Task to carry out: The answer must consist of the records below, repeated exactly.

Data for this exercise:
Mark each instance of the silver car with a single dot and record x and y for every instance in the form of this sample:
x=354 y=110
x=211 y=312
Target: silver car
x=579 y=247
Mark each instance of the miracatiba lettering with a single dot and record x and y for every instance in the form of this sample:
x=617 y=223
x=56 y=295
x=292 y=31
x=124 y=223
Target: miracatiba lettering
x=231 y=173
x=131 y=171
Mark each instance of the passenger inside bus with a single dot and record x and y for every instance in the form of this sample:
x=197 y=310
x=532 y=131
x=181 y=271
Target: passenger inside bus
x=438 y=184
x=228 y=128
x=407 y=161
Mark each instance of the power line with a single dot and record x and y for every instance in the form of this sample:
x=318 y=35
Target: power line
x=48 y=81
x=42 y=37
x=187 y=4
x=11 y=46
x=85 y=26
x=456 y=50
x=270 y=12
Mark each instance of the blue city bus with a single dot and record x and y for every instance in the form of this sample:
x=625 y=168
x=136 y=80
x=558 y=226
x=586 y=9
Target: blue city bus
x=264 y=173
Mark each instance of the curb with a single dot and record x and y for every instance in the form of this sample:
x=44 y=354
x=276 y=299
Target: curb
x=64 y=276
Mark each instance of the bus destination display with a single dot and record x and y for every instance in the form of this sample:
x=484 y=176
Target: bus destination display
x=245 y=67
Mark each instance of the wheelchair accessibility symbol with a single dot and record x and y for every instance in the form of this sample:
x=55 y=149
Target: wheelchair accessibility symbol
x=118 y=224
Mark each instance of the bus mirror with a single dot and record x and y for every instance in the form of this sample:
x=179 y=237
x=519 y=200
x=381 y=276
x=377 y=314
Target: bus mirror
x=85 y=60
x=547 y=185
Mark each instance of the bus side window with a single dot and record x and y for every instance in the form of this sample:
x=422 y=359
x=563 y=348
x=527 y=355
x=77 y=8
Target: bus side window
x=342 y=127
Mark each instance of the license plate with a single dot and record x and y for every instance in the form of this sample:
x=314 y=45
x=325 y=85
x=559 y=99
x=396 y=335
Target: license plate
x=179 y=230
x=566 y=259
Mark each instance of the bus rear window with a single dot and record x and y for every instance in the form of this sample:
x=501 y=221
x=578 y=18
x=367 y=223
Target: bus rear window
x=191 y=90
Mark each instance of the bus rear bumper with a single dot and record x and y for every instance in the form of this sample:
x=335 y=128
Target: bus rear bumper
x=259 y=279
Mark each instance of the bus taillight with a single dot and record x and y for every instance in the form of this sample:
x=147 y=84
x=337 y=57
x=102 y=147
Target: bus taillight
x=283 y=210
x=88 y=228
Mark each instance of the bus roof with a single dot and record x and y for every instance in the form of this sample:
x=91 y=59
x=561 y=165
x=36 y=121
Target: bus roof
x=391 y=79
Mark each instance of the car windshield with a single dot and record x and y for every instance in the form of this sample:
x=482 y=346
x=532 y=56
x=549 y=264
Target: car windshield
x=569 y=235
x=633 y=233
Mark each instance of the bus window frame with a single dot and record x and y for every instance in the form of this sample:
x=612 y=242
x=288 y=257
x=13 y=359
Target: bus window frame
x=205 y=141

Solution to this task:
Mark each instance of the silver car with a single dot and record x and y for every instance in the form of this sample:
x=354 y=110
x=211 y=312
Target: silver car
x=579 y=247
Mark each instance of the miracatiba lettering with a single dot and record x and y for every instance in the form of this sample:
x=617 y=223
x=56 y=295
x=292 y=31
x=124 y=223
Target: miracatiba lettering
x=231 y=173
x=131 y=171
Mark each instance of the passenger inside bus with a single dot and record x and y for every instance in the form of this sample:
x=197 y=310
x=532 y=131
x=181 y=271
Target: passenger inside bus
x=438 y=184
x=228 y=128
x=407 y=161
Mark each instance of the power line with a single dot and record x and y for every instance in the form of this sample:
x=318 y=35
Target: power line
x=48 y=81
x=42 y=37
x=187 y=4
x=11 y=46
x=85 y=26
x=456 y=50
x=270 y=12
Mark each instance of the blue city bus with a single dot and record x and y for every instance in the form of this sample:
x=625 y=168
x=136 y=80
x=558 y=226
x=586 y=9
Target: blue city bus
x=264 y=173
Mark each instance of the curb with a single dot and record x and y for every instance in the form of this sample:
x=44 y=354
x=276 y=299
Target: curb
x=64 y=276
Mark each instance of the bus destination display with a single dot and record x and y for every instance in the form of this sample:
x=484 y=176
Target: bus destination display
x=245 y=67
Mark each instance of the wheelchair accessibility symbol with a single dot and record x and y for every instance in the form of this sample:
x=55 y=149
Target: wheelchair accessibility symbol
x=118 y=224
Mark each instance of the bus mirror with a single dot and record x and y for every instance in the form of this sample:
x=179 y=237
x=519 y=200
x=381 y=276
x=377 y=314
Target: bus mirror
x=85 y=60
x=547 y=185
Mark each instance of the bus side window with a single dot and record x and y for every instance in the form of this sample:
x=422 y=359
x=563 y=348
x=527 y=355
x=77 y=8
Target: bus side window
x=342 y=127
Mark each instance of the license plate with a single dot and record x and y for every instance in the form of this sample:
x=314 y=45
x=325 y=85
x=559 y=99
x=396 y=335
Target: license plate
x=179 y=230
x=566 y=259
Mark each instance of the bus rear window with a single dot and record x and y for every instance in the form of this sample:
x=501 y=221
x=578 y=18
x=367 y=223
Target: bus rear window
x=191 y=90
Mark each instance of the bus rear bumper with a single dot and record x and y for every instance in the form of this sample:
x=335 y=128
Target: bus rear bumper
x=259 y=279
Mark each instance of the bus taillight with a single dot and record x and y for every instance in the form of this sample:
x=147 y=84
x=337 y=57
x=102 y=147
Target: bus taillight
x=283 y=210
x=88 y=228
Mark each instance of the bus roof with a single dot and record x and y for every instance in the form of this sample:
x=91 y=59
x=561 y=165
x=36 y=121
Target: bus roof
x=391 y=79
Mark each instance of the car windshield with a single dot and record x and y for every instance in the form of this sample:
x=482 y=346
x=532 y=56
x=549 y=264
Target: car windshield
x=569 y=235
x=633 y=233
Mark each instance of the bus window frame with a single dot and record x and y for every instance in the form of this sample:
x=612 y=242
x=288 y=257
x=13 y=359
Target: bus window frame
x=205 y=141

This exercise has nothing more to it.